Reproduce verbatim everything from the line containing "form [(574, 79)]." down to the line containing "[(319, 198)]", including both of those lines.

--- A block of data ---
>> begin

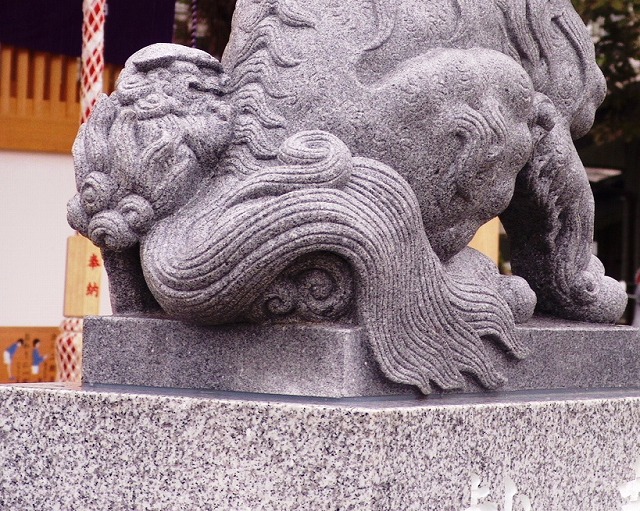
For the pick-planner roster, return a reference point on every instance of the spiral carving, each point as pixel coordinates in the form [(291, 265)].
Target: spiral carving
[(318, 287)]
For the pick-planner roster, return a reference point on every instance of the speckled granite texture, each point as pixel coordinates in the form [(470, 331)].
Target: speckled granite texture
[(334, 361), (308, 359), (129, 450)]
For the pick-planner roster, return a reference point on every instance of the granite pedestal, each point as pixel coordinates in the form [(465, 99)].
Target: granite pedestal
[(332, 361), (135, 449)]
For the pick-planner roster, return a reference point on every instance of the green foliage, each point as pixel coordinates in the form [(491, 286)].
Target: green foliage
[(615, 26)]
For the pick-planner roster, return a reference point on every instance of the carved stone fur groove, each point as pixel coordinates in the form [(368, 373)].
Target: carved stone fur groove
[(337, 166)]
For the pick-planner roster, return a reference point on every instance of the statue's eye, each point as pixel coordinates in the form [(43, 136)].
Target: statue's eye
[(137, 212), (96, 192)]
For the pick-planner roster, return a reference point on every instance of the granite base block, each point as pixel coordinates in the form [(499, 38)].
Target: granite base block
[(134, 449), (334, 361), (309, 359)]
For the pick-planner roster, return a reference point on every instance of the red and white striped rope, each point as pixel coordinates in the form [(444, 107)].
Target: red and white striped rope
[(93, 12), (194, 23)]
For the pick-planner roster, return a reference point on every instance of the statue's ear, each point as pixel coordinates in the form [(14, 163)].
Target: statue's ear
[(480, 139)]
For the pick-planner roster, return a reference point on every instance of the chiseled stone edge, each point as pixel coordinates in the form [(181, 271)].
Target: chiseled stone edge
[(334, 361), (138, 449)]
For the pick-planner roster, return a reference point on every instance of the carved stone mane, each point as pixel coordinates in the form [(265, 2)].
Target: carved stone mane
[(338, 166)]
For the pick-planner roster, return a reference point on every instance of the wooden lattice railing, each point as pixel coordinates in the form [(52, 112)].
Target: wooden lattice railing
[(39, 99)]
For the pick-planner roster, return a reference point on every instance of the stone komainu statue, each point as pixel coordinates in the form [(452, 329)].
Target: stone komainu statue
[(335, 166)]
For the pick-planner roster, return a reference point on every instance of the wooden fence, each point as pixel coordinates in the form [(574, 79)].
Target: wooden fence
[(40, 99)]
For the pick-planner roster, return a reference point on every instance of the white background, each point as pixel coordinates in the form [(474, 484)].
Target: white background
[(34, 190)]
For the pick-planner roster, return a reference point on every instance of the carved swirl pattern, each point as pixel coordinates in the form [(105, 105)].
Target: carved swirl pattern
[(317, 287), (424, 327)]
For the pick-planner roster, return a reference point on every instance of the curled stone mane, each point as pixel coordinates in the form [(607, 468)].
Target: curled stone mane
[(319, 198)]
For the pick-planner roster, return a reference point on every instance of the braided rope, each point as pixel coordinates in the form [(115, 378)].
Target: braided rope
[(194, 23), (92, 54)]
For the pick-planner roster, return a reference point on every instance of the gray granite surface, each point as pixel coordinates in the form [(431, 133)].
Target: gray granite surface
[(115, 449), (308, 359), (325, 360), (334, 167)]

>> end
>> begin

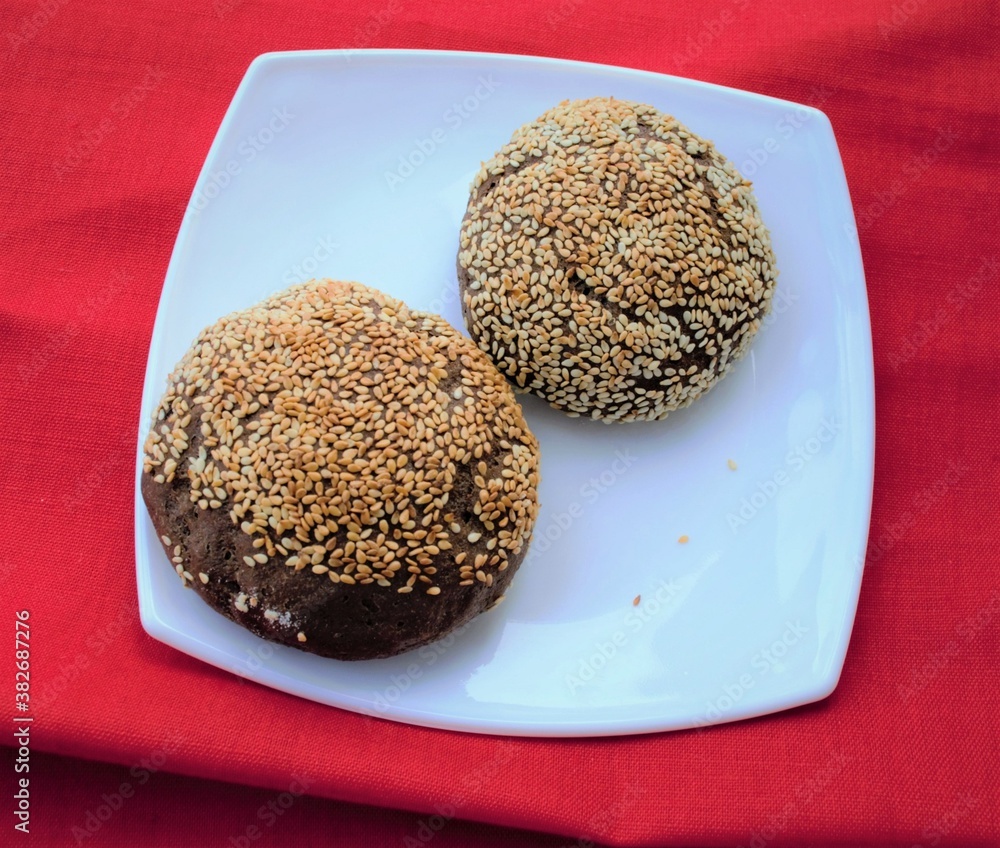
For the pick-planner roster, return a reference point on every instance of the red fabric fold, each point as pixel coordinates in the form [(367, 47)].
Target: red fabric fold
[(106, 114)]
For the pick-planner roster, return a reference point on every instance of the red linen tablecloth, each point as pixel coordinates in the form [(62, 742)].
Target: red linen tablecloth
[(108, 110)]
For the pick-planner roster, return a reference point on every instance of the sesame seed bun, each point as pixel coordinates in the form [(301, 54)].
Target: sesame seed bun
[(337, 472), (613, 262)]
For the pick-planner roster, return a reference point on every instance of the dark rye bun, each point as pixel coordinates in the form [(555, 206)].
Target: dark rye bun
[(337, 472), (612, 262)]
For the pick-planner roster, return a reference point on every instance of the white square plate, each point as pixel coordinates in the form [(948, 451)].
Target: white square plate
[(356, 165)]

>> end
>> begin

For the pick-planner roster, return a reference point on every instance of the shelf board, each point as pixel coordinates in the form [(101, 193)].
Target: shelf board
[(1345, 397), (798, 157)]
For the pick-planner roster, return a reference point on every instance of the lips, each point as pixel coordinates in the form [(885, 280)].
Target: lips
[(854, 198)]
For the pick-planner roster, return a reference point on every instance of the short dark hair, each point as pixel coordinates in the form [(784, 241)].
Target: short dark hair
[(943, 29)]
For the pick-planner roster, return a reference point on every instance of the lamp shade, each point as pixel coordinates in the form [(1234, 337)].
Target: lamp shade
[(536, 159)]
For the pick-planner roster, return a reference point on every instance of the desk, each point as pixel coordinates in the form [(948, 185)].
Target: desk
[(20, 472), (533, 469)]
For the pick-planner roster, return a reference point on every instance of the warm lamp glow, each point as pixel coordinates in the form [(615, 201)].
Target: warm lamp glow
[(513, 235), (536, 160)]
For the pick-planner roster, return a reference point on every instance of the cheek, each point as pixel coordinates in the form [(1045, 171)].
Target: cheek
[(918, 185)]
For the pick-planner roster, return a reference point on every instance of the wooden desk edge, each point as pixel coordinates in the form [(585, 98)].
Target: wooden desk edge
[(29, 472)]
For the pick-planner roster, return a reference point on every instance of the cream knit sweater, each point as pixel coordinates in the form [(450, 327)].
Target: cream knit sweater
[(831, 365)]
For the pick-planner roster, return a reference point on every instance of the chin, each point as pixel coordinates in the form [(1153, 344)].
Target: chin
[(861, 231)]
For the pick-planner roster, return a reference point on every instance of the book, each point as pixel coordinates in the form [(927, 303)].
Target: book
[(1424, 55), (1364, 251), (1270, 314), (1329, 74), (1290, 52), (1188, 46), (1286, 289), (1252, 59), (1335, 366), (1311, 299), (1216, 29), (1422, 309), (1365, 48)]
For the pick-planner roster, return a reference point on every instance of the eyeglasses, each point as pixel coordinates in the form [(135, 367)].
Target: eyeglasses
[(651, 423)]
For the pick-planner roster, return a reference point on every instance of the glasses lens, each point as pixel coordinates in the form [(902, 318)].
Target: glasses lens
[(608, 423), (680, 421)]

>> end

--- Final answer ---
For the pick-planner roster, return a reference point on every instance of the wooden fence, each point as pixel coordinates in the form [(574, 79)].
Target: wooden fence
[(40, 99)]
For the pick-planner roster, return a reference point on every instance of the white background, each point as pixel coordinates in the form [(474, 484)].
Target: white background
[(34, 190)]
For the pick-planner roster, return a reference point on every instance of the carved swirl pattern, each point as pixel coordinates in the form [(105, 105)].
Target: carved swirl pattern
[(317, 287), (424, 327)]
For the pick-planner roster, return a reference point on every instance of the curled stone mane, each point as pixel coordinates in the form [(607, 468)].
Target: curled stone mane
[(319, 198)]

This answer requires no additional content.